• **Problem to work on**: From the line with "draw the outline of the <item>blue sky</item>" to the final line of the records, reproduce every line exactly and only those lines.

• **Input rows**:
>>>

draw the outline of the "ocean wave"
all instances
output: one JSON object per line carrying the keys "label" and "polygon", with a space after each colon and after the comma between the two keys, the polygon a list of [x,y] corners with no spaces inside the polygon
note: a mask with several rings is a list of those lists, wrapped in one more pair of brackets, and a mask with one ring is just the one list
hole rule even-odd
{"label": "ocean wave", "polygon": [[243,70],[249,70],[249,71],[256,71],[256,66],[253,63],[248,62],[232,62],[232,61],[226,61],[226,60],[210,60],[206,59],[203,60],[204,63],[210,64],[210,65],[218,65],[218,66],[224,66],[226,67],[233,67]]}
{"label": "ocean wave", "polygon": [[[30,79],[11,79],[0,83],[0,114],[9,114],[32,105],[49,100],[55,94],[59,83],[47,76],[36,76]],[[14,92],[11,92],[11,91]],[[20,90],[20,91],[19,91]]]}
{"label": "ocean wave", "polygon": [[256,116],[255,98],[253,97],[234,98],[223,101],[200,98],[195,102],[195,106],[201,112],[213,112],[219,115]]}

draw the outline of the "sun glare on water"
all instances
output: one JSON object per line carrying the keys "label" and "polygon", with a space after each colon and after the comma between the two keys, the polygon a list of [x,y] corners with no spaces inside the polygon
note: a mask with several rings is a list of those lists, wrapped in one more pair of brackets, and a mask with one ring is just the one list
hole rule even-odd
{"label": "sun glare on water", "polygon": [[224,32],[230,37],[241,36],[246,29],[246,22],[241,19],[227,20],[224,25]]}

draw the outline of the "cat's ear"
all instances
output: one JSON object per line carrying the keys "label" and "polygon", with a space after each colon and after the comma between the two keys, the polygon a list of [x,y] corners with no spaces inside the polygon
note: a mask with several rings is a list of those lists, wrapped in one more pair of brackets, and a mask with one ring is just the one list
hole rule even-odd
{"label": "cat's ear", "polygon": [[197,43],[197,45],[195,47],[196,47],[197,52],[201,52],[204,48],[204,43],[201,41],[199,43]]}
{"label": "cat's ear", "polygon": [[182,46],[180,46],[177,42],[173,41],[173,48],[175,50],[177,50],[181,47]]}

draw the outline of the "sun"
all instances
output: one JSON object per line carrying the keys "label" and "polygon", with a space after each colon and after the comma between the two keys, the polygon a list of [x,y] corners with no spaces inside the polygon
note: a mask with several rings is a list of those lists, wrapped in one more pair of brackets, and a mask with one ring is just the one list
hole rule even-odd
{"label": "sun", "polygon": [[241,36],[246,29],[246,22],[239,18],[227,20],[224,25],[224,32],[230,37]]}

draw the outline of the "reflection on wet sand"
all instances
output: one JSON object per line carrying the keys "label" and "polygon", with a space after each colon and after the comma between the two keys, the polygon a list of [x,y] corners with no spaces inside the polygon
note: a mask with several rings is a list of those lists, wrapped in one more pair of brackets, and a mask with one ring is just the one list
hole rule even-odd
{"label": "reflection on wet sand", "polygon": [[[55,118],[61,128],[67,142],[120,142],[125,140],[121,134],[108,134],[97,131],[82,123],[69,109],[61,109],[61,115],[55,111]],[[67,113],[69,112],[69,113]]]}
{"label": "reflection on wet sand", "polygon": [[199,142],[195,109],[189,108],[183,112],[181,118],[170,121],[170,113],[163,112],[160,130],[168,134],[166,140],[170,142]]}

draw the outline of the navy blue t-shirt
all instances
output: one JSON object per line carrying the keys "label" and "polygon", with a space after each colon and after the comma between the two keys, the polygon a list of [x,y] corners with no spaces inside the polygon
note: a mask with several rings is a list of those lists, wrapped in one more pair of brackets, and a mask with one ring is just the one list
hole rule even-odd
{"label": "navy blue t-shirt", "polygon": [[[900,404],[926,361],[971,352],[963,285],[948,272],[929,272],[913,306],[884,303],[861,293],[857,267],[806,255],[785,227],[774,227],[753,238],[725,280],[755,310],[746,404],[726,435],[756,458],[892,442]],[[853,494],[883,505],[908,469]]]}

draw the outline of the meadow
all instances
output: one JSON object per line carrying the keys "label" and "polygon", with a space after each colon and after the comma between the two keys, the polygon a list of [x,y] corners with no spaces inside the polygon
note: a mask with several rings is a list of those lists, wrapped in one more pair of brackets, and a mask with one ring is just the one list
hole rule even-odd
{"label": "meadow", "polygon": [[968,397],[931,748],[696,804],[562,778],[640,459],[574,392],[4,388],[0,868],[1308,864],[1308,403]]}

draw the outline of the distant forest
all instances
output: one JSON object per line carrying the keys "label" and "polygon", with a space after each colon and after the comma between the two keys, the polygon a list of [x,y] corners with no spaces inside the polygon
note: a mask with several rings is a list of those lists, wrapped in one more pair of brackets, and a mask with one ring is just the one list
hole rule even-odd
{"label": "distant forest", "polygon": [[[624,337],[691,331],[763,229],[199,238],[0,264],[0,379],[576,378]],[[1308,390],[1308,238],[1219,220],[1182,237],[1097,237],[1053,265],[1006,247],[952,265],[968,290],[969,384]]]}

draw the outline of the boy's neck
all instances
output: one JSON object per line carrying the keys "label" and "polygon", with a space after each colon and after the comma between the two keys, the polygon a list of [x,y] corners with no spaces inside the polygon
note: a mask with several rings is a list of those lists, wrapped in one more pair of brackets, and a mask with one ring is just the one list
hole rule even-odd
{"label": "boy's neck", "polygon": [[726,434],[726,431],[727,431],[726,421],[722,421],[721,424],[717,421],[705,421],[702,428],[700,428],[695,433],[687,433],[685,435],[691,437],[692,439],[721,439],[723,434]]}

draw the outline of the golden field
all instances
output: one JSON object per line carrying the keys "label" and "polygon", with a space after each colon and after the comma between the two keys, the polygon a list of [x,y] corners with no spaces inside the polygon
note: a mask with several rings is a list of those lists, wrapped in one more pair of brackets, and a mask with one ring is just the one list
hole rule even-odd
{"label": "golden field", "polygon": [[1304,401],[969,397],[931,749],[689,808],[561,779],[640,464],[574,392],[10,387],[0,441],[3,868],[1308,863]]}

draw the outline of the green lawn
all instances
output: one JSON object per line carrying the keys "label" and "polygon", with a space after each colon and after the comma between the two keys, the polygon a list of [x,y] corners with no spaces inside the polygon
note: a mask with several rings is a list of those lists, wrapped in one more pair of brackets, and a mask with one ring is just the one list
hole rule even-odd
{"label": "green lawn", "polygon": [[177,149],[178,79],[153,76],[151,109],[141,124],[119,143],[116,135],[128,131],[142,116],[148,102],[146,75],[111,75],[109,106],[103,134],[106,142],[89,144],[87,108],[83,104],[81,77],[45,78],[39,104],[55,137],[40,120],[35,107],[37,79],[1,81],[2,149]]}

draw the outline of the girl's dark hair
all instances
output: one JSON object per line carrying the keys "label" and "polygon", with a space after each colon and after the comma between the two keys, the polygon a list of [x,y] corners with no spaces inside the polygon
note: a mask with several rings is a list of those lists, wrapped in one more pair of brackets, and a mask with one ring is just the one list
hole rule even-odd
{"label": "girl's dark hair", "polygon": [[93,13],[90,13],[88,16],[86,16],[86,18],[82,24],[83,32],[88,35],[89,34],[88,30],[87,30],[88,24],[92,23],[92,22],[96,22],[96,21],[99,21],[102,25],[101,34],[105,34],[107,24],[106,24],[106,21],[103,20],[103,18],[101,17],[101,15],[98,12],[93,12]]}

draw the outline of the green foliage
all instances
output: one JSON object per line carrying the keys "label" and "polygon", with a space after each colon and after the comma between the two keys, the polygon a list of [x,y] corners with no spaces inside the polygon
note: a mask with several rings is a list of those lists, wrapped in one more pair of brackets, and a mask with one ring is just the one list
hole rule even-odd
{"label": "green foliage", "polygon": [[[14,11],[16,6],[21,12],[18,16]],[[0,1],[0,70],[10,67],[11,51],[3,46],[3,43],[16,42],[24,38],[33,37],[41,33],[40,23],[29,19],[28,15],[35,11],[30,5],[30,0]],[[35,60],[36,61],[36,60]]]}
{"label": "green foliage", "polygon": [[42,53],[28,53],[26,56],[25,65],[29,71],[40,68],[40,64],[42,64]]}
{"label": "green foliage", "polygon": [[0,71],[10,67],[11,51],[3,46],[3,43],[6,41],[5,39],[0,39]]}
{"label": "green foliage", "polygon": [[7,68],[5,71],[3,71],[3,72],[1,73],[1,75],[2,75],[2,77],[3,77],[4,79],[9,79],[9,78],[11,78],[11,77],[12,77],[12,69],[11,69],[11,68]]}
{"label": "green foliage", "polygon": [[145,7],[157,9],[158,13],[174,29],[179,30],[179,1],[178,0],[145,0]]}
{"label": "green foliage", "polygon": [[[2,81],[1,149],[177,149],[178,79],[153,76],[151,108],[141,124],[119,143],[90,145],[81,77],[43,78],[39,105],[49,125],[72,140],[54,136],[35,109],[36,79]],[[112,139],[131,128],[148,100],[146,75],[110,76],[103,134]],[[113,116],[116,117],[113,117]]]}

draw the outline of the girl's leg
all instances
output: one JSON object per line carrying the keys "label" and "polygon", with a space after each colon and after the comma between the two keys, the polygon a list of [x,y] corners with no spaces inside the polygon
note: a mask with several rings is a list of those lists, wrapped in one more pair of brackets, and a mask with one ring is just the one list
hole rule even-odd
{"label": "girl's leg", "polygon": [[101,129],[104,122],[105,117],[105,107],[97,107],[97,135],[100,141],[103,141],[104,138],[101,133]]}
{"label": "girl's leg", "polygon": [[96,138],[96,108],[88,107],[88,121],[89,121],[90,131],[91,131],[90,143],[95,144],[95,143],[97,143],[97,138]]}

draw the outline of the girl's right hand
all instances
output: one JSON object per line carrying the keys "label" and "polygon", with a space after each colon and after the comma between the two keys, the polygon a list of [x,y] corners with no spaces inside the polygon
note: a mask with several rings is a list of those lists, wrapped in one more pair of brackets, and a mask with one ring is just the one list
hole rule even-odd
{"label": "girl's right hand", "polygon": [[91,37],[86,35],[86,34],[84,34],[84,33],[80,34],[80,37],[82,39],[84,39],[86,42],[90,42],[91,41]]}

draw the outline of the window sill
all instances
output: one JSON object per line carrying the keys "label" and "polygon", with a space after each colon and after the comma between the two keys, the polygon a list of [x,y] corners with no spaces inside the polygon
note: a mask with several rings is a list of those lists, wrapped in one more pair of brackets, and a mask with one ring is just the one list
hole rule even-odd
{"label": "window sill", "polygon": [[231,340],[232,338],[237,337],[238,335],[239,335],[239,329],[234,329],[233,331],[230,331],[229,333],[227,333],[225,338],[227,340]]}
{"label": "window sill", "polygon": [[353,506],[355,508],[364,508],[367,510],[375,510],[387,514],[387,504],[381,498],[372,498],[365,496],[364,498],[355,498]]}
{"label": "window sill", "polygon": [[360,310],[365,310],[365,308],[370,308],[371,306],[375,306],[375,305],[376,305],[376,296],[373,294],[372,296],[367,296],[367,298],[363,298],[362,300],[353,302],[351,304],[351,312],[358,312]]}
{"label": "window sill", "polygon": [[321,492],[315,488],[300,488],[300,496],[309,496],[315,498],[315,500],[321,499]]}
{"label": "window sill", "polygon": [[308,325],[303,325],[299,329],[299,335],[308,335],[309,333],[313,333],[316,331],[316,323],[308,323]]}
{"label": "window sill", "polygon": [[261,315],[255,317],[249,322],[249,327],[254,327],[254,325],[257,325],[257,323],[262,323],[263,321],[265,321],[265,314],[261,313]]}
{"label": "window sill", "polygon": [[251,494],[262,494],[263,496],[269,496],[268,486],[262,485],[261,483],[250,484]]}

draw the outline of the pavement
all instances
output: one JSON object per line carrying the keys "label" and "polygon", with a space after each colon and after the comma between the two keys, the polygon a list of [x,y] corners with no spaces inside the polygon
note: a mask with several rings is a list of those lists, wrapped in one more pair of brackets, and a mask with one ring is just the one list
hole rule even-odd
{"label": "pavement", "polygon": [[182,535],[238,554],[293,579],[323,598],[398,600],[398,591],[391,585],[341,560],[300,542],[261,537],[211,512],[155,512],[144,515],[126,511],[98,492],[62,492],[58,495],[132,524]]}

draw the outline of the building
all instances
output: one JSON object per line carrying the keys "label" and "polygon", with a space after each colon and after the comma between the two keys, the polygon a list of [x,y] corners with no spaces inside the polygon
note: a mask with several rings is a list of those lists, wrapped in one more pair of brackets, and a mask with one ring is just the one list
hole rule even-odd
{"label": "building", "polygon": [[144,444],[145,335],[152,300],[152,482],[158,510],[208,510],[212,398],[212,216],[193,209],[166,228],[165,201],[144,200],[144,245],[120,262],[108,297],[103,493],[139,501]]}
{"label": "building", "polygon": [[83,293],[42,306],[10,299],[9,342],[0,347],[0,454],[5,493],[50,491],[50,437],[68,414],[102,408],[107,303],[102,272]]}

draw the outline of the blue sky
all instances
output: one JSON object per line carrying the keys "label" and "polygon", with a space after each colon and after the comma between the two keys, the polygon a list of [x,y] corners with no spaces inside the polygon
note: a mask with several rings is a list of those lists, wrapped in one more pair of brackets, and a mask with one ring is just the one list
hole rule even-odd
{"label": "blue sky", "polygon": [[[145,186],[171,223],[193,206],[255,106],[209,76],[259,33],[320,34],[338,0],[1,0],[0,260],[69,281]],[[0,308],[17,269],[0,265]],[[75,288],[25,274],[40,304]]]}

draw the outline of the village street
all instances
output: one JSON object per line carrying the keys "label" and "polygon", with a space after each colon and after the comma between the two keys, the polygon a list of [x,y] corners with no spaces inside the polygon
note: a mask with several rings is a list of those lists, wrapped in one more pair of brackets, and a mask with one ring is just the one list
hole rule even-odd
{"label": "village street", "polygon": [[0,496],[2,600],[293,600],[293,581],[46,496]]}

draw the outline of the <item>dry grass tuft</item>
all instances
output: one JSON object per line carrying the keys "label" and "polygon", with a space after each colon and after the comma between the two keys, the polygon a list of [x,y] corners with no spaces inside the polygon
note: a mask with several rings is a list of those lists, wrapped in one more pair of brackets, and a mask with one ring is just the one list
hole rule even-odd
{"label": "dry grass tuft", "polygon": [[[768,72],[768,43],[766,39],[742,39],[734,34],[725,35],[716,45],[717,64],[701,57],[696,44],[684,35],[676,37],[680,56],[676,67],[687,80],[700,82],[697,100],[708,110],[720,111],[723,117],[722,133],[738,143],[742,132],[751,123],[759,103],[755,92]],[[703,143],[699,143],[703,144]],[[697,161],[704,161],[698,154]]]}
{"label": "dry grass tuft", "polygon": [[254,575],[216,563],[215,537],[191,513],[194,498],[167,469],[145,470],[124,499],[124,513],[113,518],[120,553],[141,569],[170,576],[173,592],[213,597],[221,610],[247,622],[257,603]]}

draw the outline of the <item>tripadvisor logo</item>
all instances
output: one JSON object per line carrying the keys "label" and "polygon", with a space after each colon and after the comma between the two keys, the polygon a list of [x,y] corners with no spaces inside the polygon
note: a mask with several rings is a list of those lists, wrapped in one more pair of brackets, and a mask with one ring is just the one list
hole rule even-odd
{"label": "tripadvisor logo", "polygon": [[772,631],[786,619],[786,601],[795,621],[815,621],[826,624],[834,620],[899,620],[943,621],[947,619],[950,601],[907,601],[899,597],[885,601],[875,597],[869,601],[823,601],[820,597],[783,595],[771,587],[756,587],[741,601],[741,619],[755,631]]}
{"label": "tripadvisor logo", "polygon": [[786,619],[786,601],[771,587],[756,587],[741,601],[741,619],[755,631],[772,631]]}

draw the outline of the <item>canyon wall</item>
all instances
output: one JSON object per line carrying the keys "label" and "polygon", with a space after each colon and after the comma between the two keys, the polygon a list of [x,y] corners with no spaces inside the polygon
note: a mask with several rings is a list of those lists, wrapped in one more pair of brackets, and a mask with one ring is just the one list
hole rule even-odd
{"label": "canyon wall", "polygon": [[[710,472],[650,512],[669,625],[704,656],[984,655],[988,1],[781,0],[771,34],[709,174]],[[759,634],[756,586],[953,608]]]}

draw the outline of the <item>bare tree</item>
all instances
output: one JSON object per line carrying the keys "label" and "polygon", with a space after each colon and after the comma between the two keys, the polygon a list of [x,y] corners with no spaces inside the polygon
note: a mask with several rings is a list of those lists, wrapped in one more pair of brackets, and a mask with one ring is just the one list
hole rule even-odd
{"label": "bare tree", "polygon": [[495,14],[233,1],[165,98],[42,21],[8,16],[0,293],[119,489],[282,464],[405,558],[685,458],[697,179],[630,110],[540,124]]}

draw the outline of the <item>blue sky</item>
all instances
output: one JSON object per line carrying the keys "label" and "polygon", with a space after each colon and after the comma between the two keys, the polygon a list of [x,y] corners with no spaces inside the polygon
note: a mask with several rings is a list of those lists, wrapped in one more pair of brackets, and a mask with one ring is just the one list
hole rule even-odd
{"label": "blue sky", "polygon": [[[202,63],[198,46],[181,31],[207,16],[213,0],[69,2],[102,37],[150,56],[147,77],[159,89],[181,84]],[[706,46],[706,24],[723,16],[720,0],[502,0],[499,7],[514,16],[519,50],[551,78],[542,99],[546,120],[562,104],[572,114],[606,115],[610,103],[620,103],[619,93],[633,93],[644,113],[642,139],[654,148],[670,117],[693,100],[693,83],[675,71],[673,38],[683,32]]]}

<<<

• **Output of the task**:
draw the outline of the <item>blue sky</item>
all instances
output: one JSON object per line carrying the keys "label" and "polygon", with a space after each colon and after the comma between the two keys, the polygon a list of [x,y] corners with no spaces inside the polygon
note: a mask with several rings is a list of those lists, wrapped in one more pair of brackets, and a mask with one ring is just the one list
hole rule even-odd
{"label": "blue sky", "polygon": [[[202,63],[198,46],[181,31],[207,16],[213,0],[69,2],[102,37],[150,56],[147,77],[159,89],[181,84]],[[706,46],[706,24],[723,16],[720,0],[502,0],[499,7],[514,16],[519,50],[551,78],[542,99],[546,120],[562,104],[572,114],[606,115],[610,103],[620,103],[619,93],[633,93],[644,113],[642,139],[654,148],[670,117],[693,100],[693,83],[675,71],[673,38],[683,32]]]}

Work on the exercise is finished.